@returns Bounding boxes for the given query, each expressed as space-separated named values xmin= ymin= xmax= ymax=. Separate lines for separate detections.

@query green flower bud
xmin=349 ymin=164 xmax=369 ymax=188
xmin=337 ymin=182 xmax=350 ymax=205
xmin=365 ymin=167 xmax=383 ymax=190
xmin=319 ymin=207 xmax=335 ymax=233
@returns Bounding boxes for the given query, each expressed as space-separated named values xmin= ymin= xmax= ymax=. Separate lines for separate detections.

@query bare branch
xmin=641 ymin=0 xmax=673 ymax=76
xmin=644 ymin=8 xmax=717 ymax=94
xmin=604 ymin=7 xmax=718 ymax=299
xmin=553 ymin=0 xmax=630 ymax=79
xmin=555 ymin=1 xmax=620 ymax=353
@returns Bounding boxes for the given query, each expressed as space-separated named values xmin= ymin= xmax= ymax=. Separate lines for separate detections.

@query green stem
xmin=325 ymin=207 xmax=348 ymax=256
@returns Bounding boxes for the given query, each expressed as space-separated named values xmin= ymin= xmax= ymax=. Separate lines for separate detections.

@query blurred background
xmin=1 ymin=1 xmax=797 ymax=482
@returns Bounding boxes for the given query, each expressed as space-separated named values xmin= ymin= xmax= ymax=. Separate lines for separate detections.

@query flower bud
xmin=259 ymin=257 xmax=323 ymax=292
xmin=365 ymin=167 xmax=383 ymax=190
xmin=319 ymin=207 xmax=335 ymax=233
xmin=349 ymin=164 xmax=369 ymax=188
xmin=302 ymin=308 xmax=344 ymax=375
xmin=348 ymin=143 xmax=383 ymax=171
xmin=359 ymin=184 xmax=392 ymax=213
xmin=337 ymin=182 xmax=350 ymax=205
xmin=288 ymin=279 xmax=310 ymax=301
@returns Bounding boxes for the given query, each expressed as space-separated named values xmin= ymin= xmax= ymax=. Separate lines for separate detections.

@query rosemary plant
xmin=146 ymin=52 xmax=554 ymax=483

● ● ● ● ● ● ●

WHAT THE TASK REQUIRES
Every line of the data is to be printed again exactly.

SOLUTION TO THE PROBLEM
@returns Bounding boxes for the given query, each expressed as space-separated named values xmin= ymin= xmax= ymax=. Separate lines for separate detections.

@query green flower bud
xmin=349 ymin=164 xmax=369 ymax=188
xmin=337 ymin=182 xmax=350 ymax=205
xmin=365 ymin=167 xmax=383 ymax=190
xmin=319 ymin=207 xmax=335 ymax=233
@returns Bounding boxes for the given query, each expressed as space-separated named values xmin= ymin= xmax= ymax=. Separate lines for separate detections.

@query bare branch
xmin=641 ymin=0 xmax=673 ymax=76
xmin=644 ymin=8 xmax=717 ymax=94
xmin=604 ymin=7 xmax=718 ymax=299
xmin=553 ymin=0 xmax=630 ymax=79
xmin=555 ymin=1 xmax=620 ymax=353
@returns Bounding boxes for the given query, each expressed as space-separated named values xmin= ymin= xmax= ymax=. Separate lines for separate detections.

@query green stem
xmin=325 ymin=207 xmax=348 ymax=256
@returns Bounding boxes for the given query, each expressed as space-separated named values xmin= ymin= xmax= ymax=. Separate lines for separate detections.

@query blurred background
xmin=1 ymin=1 xmax=797 ymax=482
@returns Bounding boxes for the given query, each expressed as space-separated named values xmin= ymin= xmax= ymax=. Separate lines for separate detections.

@query flower bud
xmin=259 ymin=257 xmax=323 ymax=292
xmin=365 ymin=167 xmax=383 ymax=190
xmin=319 ymin=207 xmax=335 ymax=233
xmin=349 ymin=164 xmax=369 ymax=188
xmin=302 ymin=308 xmax=344 ymax=375
xmin=348 ymin=143 xmax=383 ymax=171
xmin=359 ymin=184 xmax=392 ymax=213
xmin=337 ymin=182 xmax=350 ymax=205
xmin=288 ymin=279 xmax=310 ymax=301
@returns Bounding boxes for the given query, each expressed as space-separated named values xmin= ymin= xmax= ymax=. Separate lines for separate detections.

@query rosemary plant
xmin=146 ymin=52 xmax=554 ymax=483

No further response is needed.